[Point localization data]

================

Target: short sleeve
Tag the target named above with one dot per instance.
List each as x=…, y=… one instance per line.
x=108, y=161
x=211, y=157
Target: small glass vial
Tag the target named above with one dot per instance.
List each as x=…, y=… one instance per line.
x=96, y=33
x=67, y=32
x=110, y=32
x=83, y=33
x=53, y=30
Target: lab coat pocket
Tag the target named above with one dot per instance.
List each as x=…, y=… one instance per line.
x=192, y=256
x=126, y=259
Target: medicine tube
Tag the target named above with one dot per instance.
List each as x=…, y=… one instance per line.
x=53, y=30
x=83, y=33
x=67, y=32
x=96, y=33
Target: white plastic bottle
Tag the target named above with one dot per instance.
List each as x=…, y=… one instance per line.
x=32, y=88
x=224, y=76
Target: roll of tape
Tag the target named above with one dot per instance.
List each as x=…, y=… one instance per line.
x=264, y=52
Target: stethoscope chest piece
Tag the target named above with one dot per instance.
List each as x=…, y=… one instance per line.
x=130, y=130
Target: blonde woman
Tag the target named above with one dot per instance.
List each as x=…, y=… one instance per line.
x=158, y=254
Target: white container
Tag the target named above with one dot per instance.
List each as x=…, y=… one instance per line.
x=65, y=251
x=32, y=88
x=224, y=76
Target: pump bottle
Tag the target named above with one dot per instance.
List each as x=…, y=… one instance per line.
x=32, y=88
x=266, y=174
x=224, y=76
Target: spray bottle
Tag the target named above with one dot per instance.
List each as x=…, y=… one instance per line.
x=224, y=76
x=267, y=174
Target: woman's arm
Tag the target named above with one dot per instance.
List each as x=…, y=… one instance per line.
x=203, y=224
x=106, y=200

================

Please write out exactly the line containing "Target: white plastic bottle" and every line after it through the end of the records, nothing more.

Target: white plastic bottle
Tag the target named above with one dot per instance.
List each as x=…, y=… one instance per line.
x=32, y=88
x=224, y=76
Target: roll of tape
Tag the target named above with one dot per instance.
List each as x=…, y=… one instance per line.
x=264, y=52
Target: stethoscope chest piece
Tag the target named above with one dot per instance.
List each as x=…, y=… one instance per line.
x=130, y=130
Target: blonde woman
Tag the target named above with one dot per instance.
List each as x=…, y=… one instance per line.
x=158, y=254
Target: white container
Tag the target named above with one dot per instance.
List each as x=…, y=… one instance per line.
x=65, y=251
x=32, y=88
x=224, y=76
Target: pump bottle
Tag the target named above with one dot per instance.
List each as x=…, y=… one instance per line.
x=32, y=88
x=266, y=174
x=224, y=76
Target: spray bottle
Tag the target named above with one dot per instance.
List each as x=…, y=… one instance per line.
x=224, y=76
x=267, y=174
Target: woman's arm
Tag the target named above with one dot per instance.
List each as x=…, y=… one instance per line.
x=203, y=224
x=106, y=200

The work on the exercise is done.